--- START ---

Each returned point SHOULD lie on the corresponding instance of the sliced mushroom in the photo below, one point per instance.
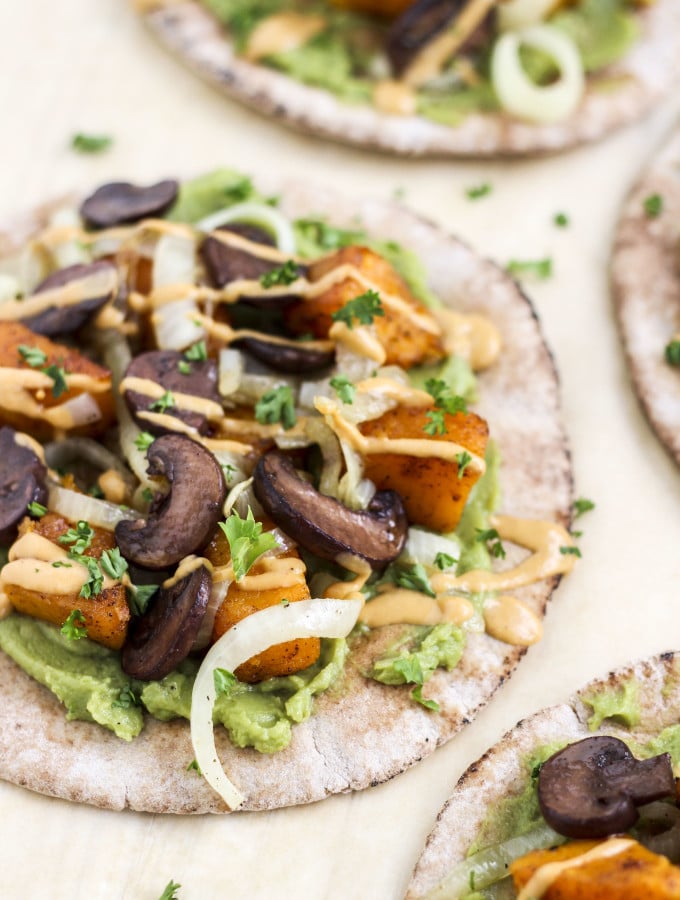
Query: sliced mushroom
(186, 517)
(161, 638)
(425, 21)
(22, 481)
(98, 283)
(120, 202)
(292, 357)
(163, 367)
(322, 524)
(591, 788)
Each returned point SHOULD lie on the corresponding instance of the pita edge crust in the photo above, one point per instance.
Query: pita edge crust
(645, 276)
(501, 772)
(361, 733)
(191, 32)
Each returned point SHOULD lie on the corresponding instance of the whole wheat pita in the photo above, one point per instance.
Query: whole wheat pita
(362, 732)
(626, 92)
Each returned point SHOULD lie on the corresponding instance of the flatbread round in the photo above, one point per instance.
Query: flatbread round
(193, 34)
(646, 285)
(501, 772)
(363, 732)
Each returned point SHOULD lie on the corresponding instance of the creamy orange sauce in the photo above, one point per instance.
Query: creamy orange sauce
(472, 336)
(282, 32)
(420, 447)
(544, 877)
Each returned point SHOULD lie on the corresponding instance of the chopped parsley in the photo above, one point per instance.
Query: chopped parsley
(197, 352)
(478, 191)
(32, 356)
(276, 406)
(540, 269)
(144, 440)
(74, 626)
(80, 536)
(444, 561)
(281, 275)
(492, 539)
(113, 564)
(224, 680)
(415, 579)
(246, 541)
(344, 388)
(581, 506)
(653, 205)
(463, 459)
(362, 309)
(90, 143)
(672, 353)
(167, 401)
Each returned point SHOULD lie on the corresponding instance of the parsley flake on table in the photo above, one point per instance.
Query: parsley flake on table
(344, 388)
(492, 538)
(653, 206)
(540, 269)
(478, 191)
(281, 275)
(276, 406)
(167, 401)
(672, 353)
(74, 626)
(246, 541)
(362, 309)
(91, 143)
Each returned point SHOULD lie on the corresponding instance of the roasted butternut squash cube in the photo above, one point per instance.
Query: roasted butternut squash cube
(405, 342)
(433, 493)
(106, 615)
(243, 600)
(33, 409)
(633, 874)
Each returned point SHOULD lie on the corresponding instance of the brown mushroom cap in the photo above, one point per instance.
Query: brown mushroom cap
(322, 524)
(161, 638)
(591, 788)
(186, 518)
(162, 367)
(73, 316)
(22, 481)
(120, 202)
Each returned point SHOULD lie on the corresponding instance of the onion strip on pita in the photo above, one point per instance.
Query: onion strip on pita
(250, 636)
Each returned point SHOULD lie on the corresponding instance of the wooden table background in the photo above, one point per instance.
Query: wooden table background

--- END ---

> [WHAT THE TASK REQUIRES]: In the material above, find the line with "of the onion"; then retype it and every line after it through the last, exactly as written.

> [ANSWER TO THIS TASK]:
Each returned point SHOULD lie on the corresponding instance of the onion strip on pita in the photo above, one point per instance.
Query: onion strip on pita
(250, 636)
Each returned point SHOULD lie on the corresponding instance of the wooden table background in the photo above, one point per instance.
Query: wooden table background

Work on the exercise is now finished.